DIRECTIONS FOR THIS TASK
From the entries below, output the line with "positive clicks: (315, 100)" and each following line up to and including the line with "negative clicks: (307, 79)", exactly as written.

◆ ◆ ◆ ◆ ◆ ◆ ◆

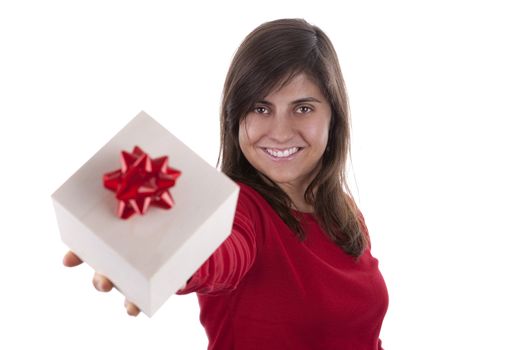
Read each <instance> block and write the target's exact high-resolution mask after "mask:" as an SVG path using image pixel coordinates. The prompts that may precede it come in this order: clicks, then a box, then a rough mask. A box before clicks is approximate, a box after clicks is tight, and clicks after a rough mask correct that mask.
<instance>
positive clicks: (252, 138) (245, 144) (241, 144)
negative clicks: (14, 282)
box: [239, 116, 262, 148]
mask: <svg viewBox="0 0 525 350" xmlns="http://www.w3.org/2000/svg"><path fill="white" fill-rule="evenodd" d="M261 130H262V128H261V125H259V123H257V121H255V120H253V118H250V116H248V117H246V118H245V119H244V120H243V121H241V122H240V124H239V144H240V145H241V148H243V147H247V146H249V145H251V144H253V143H255V142H256V141H257V140H258V139H259V137H260V134H261Z"/></svg>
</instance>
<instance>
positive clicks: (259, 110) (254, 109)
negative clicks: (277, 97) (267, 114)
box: [253, 106, 268, 114]
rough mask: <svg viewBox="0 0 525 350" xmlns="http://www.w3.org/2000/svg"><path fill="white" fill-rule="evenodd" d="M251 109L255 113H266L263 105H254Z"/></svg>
mask: <svg viewBox="0 0 525 350" xmlns="http://www.w3.org/2000/svg"><path fill="white" fill-rule="evenodd" d="M253 111H254V112H255V113H257V114H268V108H266V107H264V106H256V107H254V109H253Z"/></svg>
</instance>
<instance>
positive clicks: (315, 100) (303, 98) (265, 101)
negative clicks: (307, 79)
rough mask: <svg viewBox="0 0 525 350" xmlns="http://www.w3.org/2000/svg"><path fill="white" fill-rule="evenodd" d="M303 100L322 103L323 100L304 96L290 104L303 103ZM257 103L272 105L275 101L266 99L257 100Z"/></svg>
mask: <svg viewBox="0 0 525 350" xmlns="http://www.w3.org/2000/svg"><path fill="white" fill-rule="evenodd" d="M303 102H317V103H322V102H321V101H319V100H318V99H316V98H315V97H303V98H299V99H297V100H294V101H292V102H290V104H296V103H303ZM255 103H262V104H267V105H272V106H273V103H271V102H270V101H266V100H259V101H255Z"/></svg>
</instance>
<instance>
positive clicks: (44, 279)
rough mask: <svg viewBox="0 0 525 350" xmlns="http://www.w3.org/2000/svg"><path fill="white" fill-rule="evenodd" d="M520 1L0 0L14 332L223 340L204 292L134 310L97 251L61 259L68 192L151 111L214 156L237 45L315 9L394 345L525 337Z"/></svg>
mask: <svg viewBox="0 0 525 350" xmlns="http://www.w3.org/2000/svg"><path fill="white" fill-rule="evenodd" d="M343 3H345V5H344V6H343ZM518 3H519V1H515V2H510V1H458V0H456V1H440V2H432V4H431V2H427V1H403V0H400V1H384V2H377V1H367V2H364V1H346V2H343V1H327V0H325V1H316V2H307V1H304V0H303V1H289V2H287V1H269V0H266V1H261V2H257V3H248V2H238V3H228V2H225V1H216V2H211V1H210V2H208V3H205V2H199V3H197V2H195V4H194V5H187V4H185V2H179V3H178V4H175V1H172V2H169V1H143V2H136V1H119V2H117V1H89V2H87V1H86V2H80V1H77V2H75V1H34V2H27V1H16V2H15V1H4V2H1V3H0V113H1V121H2V123H1V127H0V142H1V144H0V152H1V154H0V155H1V158H0V160H1V173H0V176H1V184H2V192H1V193H2V202H1V204H0V205H1V213H2V214H1V217H2V228H1V234H0V269H1V276H2V288H1V291H0V293H1V296H2V299H1V300H2V307H1V310H0V320H1V322H2V325H1V328H0V329H1V333H2V335H1V336H0V348H2V349H27V348H42V347H45V348H48V347H53V348H55V349H66V348H67V349H73V348H74V349H93V348H97V347H98V348H102V349H106V348H110V347H118V348H127V349H139V348H142V349H145V348H151V349H205V347H206V344H207V341H206V336H205V333H204V331H203V329H202V327H201V326H200V323H199V319H198V305H197V301H196V297H195V295H189V296H174V297H172V298H171V299H170V300H169V301H168V302H167V303H166V304H165V305H164V306H163V307H162V308H161V310H160V311H159V312H158V313H157V314H156V315H155V316H154V317H153V318H152V319H149V318H147V317H145V316H144V315H141V316H139V317H138V318H130V317H128V316H127V314H126V312H125V309H124V308H123V306H122V304H123V297H122V296H121V295H120V294H119V293H118V292H117V291H112V292H111V293H109V294H102V293H99V292H96V291H95V289H94V288H93V287H92V285H91V277H92V273H93V271H91V270H90V268H89V267H88V266H85V265H83V266H81V267H78V268H74V269H67V268H65V267H63V266H62V265H61V260H62V256H63V254H64V253H65V252H66V250H67V248H66V247H65V246H64V245H63V244H62V243H61V241H60V239H59V233H58V228H57V225H56V220H55V215H54V212H53V208H52V203H51V199H50V195H51V193H52V192H53V191H54V190H55V189H56V188H57V187H58V186H59V185H61V184H62V183H63V182H64V181H65V180H66V179H67V178H68V177H69V176H70V175H71V174H72V173H73V172H74V171H76V169H78V168H79V167H80V166H81V165H82V164H83V163H84V162H85V161H86V160H87V159H89V157H91V156H92V155H93V154H94V153H95V152H96V151H97V150H98V149H99V148H100V147H101V146H102V145H103V144H105V143H106V142H107V141H108V140H109V138H111V137H112V136H113V135H114V134H115V133H116V132H117V131H118V130H120V128H121V127H123V126H124V125H125V124H126V123H127V122H128V121H129V120H130V119H131V118H132V117H134V116H135V115H136V114H137V113H138V112H139V111H140V110H144V111H146V112H147V113H149V114H151V115H152V116H153V117H154V118H156V119H157V120H158V121H159V122H160V123H162V124H163V125H164V126H166V127H167V128H168V129H169V130H170V131H172V132H173V133H174V134H175V135H176V136H177V137H179V138H180V139H181V140H182V141H184V142H185V143H186V144H187V145H188V146H190V147H191V148H193V149H194V150H195V151H196V152H197V153H198V154H200V155H201V156H202V157H203V158H204V159H205V160H206V161H208V162H209V163H210V164H213V165H215V162H216V158H217V154H218V145H219V125H218V120H219V119H218V111H219V102H220V95H221V89H222V84H223V81H224V77H225V75H226V71H227V69H228V65H229V63H230V60H231V58H232V56H233V54H234V52H235V49H236V48H237V46H238V45H239V44H240V42H241V41H242V39H243V38H244V36H245V35H247V34H248V33H249V32H250V31H251V30H252V29H254V28H255V27H256V26H258V25H259V24H261V23H262V22H265V21H268V20H273V19H277V18H283V17H301V18H305V19H306V20H307V21H309V22H310V23H313V24H316V25H318V26H319V27H321V28H322V29H323V30H324V31H325V32H326V33H327V34H328V36H329V37H330V38H331V39H332V41H333V43H334V45H335V47H336V49H337V51H338V54H339V58H340V61H341V65H342V69H343V73H344V75H345V78H346V81H347V85H348V89H349V95H350V102H351V111H352V118H353V130H352V154H353V167H352V169H353V172H352V173H350V176H349V181H350V183H351V184H352V188H353V189H354V192H355V194H356V196H357V198H358V203H359V205H360V207H361V210H362V211H363V213H364V215H365V218H366V221H367V225H368V228H369V231H370V234H371V236H372V240H373V253H374V255H375V256H377V257H378V259H379V261H380V268H381V270H382V272H383V275H384V277H385V280H386V281H387V284H388V287H389V292H390V308H389V311H388V314H387V316H386V318H385V321H384V324H383V330H382V338H383V343H384V346H385V349H388V350H407V349H408V350H411V349H414V350H415V349H427V350H428V349H439V350H442V349H525V344H524V342H523V339H522V338H520V337H519V335H518V332H522V331H523V329H524V328H525V321H523V313H524V311H525V302H524V297H523V296H524V295H525V288H524V283H523V282H524V277H523V276H524V271H523V270H524V267H525V258H524V257H523V253H522V252H523V248H524V244H523V242H524V240H523V236H524V234H525V224H524V223H523V218H524V217H525V215H524V213H523V211H524V209H525V205H524V198H525V186H524V184H523V181H524V179H525V164H524V150H525V141H524V137H523V134H524V131H525V128H524V126H523V120H524V118H525V107H524V100H525V99H524V97H525V83H524V81H525V69H524V66H525V65H524V64H523V62H525V52H524V50H525V49H524V42H525V39H524V34H523V33H525V22H524V21H523V18H525V13H524V11H523V10H522V9H521V8H520V7H519V6H518ZM357 190H358V193H357Z"/></svg>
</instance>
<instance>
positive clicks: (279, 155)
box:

◆ ◆ ◆ ◆ ◆ ◆ ◆

RESPONSE BOX
positive clicks: (315, 100) (303, 98) (265, 101)
negative clicks: (307, 79)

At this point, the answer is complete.